Output the data word for word. Begin at its first line and end at the line with "positive clicks: (1035, 939)".

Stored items
***
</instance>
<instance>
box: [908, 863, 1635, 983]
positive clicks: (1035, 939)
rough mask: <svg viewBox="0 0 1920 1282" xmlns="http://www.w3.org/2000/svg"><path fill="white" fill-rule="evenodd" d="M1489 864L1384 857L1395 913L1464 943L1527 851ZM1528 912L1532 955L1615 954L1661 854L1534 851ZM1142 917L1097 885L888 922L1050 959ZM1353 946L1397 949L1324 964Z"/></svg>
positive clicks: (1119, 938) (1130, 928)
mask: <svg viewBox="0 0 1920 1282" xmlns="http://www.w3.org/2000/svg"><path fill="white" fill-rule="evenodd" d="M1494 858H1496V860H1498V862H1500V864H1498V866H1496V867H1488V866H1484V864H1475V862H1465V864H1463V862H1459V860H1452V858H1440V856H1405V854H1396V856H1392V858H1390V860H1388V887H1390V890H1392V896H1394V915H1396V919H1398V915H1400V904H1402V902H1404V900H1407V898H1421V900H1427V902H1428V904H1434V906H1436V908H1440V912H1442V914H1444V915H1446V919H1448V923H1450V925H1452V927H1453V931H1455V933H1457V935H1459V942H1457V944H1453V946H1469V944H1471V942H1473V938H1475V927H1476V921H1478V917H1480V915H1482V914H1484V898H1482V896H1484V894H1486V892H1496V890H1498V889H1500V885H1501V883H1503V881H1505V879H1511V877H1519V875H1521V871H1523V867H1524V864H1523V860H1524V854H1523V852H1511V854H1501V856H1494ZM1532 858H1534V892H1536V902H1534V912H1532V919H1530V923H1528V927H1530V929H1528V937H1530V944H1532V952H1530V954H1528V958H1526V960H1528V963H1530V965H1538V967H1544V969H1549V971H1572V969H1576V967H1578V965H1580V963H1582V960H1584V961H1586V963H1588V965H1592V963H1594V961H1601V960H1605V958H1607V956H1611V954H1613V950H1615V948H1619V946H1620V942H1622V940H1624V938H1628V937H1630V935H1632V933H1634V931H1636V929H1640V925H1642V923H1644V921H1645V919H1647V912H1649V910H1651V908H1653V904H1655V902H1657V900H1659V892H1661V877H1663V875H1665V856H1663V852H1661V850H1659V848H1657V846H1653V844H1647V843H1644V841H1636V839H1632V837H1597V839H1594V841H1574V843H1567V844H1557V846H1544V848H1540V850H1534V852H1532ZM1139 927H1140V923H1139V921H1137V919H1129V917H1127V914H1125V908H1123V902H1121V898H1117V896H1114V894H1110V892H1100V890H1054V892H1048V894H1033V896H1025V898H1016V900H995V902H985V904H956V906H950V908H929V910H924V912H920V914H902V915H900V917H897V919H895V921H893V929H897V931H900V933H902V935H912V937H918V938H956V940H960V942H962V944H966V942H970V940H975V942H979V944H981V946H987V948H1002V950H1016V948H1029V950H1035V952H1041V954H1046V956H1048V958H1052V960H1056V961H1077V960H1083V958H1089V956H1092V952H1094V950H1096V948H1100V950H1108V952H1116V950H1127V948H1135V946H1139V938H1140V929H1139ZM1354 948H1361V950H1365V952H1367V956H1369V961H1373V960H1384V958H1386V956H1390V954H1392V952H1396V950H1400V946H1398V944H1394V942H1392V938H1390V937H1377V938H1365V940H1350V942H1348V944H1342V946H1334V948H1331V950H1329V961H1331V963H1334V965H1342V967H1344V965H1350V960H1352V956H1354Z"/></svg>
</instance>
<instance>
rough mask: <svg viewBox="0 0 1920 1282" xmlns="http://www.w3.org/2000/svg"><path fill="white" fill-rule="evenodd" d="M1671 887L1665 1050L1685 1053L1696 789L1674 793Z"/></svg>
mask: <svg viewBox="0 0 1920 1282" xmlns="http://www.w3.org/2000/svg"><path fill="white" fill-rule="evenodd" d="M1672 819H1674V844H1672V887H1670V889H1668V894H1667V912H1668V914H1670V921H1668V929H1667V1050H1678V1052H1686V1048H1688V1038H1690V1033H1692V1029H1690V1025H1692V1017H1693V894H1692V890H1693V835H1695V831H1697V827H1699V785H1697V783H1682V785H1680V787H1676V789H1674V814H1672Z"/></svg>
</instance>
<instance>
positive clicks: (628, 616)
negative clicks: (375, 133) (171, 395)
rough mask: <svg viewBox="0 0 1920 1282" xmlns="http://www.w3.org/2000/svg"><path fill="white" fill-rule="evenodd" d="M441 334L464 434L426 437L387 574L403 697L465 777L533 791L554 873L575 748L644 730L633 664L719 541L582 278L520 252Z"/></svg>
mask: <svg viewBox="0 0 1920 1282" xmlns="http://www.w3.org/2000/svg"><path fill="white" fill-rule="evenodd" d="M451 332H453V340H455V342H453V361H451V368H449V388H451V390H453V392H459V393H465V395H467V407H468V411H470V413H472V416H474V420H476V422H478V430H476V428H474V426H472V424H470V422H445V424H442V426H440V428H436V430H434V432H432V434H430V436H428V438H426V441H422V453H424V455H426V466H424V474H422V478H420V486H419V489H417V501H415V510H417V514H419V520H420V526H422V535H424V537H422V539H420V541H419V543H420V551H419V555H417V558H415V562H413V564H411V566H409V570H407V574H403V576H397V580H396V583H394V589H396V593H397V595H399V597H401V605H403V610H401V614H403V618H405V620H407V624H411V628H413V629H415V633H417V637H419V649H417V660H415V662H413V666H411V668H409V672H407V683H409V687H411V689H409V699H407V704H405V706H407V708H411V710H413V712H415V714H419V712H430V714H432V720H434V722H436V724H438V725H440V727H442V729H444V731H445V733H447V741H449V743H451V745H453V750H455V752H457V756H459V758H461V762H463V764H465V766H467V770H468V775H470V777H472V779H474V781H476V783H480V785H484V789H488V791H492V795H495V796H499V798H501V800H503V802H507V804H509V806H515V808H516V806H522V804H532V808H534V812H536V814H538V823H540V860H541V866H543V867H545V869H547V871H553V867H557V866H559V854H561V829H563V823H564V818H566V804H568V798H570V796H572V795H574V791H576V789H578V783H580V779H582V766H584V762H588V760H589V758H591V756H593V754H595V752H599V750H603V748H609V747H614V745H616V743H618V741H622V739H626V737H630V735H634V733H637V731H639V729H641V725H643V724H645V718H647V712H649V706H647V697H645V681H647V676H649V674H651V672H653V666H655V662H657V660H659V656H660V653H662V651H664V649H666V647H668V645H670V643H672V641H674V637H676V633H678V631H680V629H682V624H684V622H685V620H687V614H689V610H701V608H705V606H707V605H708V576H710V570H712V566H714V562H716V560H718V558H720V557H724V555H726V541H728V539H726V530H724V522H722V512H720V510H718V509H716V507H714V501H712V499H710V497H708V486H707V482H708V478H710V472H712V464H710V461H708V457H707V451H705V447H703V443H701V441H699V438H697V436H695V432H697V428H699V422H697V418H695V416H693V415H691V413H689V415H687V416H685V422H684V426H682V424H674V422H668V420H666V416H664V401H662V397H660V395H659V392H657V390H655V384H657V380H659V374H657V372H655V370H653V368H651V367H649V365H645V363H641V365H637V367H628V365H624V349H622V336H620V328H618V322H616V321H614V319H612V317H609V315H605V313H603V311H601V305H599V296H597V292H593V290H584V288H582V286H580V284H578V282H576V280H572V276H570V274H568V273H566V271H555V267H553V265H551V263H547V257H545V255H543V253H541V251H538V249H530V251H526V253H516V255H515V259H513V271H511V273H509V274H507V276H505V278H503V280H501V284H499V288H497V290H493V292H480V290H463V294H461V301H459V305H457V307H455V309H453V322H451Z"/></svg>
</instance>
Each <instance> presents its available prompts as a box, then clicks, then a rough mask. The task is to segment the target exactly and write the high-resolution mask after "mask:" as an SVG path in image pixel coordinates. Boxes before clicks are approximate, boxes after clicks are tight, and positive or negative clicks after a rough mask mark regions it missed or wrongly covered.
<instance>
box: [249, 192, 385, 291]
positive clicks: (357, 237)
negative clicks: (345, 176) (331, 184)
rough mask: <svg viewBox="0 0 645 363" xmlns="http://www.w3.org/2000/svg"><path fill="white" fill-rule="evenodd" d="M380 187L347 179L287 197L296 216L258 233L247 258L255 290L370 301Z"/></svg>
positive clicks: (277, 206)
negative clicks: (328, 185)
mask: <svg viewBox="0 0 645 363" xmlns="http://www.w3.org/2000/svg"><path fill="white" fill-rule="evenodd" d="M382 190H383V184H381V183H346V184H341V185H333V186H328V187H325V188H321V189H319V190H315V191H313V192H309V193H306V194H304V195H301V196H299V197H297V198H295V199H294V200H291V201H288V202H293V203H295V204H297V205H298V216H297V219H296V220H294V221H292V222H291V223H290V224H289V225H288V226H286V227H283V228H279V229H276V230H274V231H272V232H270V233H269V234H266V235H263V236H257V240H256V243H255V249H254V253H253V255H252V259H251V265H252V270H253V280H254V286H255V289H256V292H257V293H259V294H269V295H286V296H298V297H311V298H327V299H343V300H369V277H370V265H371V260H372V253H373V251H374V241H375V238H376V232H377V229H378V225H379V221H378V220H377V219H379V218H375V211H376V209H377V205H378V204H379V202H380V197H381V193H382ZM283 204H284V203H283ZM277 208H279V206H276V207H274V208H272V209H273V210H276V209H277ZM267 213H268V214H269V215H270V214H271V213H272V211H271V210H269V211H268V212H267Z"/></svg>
***
## Answer for the task
</instance>
<instance>
box: [908, 863, 1635, 983]
positive clicks: (1035, 939)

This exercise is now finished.